= Problem requirements =
Set the data down again, word for word, as it appears below.
*** Opening of Exercise inputs ***
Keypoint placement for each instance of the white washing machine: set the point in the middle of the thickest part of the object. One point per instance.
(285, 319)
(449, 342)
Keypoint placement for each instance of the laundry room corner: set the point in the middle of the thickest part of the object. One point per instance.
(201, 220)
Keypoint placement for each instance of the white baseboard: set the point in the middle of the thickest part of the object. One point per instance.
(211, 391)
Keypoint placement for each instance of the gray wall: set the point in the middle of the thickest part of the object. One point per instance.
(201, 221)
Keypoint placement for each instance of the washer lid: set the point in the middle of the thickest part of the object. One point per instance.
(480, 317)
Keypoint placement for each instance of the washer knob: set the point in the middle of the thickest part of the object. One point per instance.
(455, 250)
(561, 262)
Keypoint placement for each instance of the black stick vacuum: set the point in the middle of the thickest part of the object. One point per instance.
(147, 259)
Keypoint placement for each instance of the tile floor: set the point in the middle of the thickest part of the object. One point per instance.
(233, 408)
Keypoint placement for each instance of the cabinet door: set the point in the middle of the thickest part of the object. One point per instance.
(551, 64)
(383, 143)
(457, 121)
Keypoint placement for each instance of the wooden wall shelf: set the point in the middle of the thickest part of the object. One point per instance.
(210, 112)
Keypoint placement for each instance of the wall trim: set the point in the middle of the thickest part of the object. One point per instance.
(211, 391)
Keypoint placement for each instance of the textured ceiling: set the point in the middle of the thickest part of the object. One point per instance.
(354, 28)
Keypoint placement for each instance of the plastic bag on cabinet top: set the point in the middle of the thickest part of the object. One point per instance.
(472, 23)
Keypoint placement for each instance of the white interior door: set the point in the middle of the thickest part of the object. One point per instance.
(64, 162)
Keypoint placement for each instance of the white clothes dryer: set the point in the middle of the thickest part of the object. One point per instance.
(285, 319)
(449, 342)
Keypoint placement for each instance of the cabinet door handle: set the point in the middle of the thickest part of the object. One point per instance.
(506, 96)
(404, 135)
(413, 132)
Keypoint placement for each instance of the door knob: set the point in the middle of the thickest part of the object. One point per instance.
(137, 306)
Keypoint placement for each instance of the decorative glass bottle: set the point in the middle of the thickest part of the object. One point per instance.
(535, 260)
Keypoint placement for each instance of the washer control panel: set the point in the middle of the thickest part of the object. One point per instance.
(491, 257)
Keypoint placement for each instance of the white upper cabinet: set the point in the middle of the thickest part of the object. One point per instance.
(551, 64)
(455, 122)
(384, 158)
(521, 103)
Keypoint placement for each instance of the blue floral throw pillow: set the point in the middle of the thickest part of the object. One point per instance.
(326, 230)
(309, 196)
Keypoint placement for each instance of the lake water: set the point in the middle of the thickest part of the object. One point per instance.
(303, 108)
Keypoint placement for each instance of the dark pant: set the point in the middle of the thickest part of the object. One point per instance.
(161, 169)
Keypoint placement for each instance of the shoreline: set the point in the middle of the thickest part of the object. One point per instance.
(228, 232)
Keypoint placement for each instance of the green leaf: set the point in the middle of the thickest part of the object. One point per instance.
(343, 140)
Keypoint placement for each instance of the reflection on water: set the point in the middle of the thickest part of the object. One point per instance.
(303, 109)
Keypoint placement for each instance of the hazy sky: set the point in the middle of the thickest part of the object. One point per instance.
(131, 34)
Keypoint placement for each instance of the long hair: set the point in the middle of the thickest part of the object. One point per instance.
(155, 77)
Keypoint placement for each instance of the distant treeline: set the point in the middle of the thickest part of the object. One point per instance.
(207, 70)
*** Close of Exercise inputs ***
= Written answer =
Keypoint placement for each instance of the white washing machine: set the point in the middle of the thickest part of the object. One point per instance.
(285, 319)
(449, 342)
Keypoint placement for each instance of the laundry room corner: set the point in the middle of the thickest part of the object. One point per instance.
(201, 220)
Keypoint placement for each instance of the white baseboard: set the point in the middle of the thickest part of the object. One point per instance.
(211, 391)
Keypoint placement for each instance of the gray wall: set the point in the middle of the thickest part of the object. One point per instance.
(201, 221)
Keypoint placement for each instance of the washer lid: set the point in the middle of the thickest part of the object. One point per instance.
(480, 317)
Keypoint placement for each instance of the washer knob: set the point in the middle of the thickest part of the object. One point per instance.
(455, 250)
(561, 262)
Keypoint placement for each instance of the black stick vacuum: set the point in the middle of the thickest part of the object. One point per instance.
(147, 259)
Keypoint placement for each instance of the tile floor: set the point in the middle of the thickest part of the object. One point per instance.
(233, 408)
Keypoint placement for each instance of the cabinet door: set the point in the middle of the thickest part of the object. One point per instance.
(551, 64)
(383, 143)
(457, 121)
Keypoint placement for each instance of the wooden wall shelf: set the point in the middle of the thickest part of the object. One point per instance.
(210, 112)
Keypoint placement for each instance of the wall trim: set the point in the middle of the thickest part of the object. One point per instance.
(211, 391)
Keypoint placement for each instance of the textured ceiling: set the point in the middle of the thickest part of the object. One point per instance.
(354, 28)
Keypoint placement for each instance of the plastic bag on cabinet top: set the point in the middle of the thickest part of the object. One point per instance.
(472, 23)
Keypoint placement for each instance of the white interior door: set the point in the middle of the thickest part of the object. One point per instance.
(64, 162)
Keypoint placement for each instance of the white clothes dryer: set the point in the middle of the thickest part of the object. One point per instance.
(285, 319)
(449, 342)
Keypoint placement for each instance of the cabinet door handle: set the point in the middle of the thickest part of the object. One point per instance.
(506, 96)
(404, 135)
(413, 132)
Keypoint placement for each instance of the door knob: set the point in the middle of the thickest part of the object. One point per instance.
(137, 306)
Keypoint placement for each instance of the decorative glass bottle: set the point in the middle of the thickest part of the object. One point per instance.
(535, 260)
Keypoint placement for each instance of the washer control panel: set the point in the middle of the thickest part of the object. One point per instance.
(491, 257)
Keypoint placement for each instance of the white upper cabinet: set the point in the middle of the thickest part of the object. One point per instance.
(551, 64)
(455, 122)
(384, 158)
(521, 103)
Keypoint placement for each instance of the blue floral throw pillow: set the point in the middle of the thickest part of the object. One point per instance.
(326, 230)
(309, 196)
Keypoint placement for each instance of the lake water: set the point in the middle of the thickest part of the object. One point per instance.
(303, 108)
Keypoint placement for each instance of the dark pant: set the point in the middle of the thickest part of the object. One point per instance.
(161, 169)
Keypoint placement for each instance of the shoreline: set the point in the middle of the thickest part of the object. One point per instance.
(228, 232)
Keypoint placement for each instance of the green leaf: set the point in the middle of the thickest part of the object. One point per instance.
(343, 140)
Keypoint placement for each instance of the reflection on water: set the point in the middle of the thickest part of the object. One point per instance.
(303, 109)
Keypoint placement for each instance of the hazy sky: set the point in the middle of the thickest part of the object. One point per instance.
(131, 34)
Keypoint placement for each instance of the long hair: set the point in the middle of the thickest part of the object. One point per instance.
(155, 77)
Keypoint placement for each instance of the distant treeline: set the point in the middle of the thickest part of the object. One point per instance.
(207, 70)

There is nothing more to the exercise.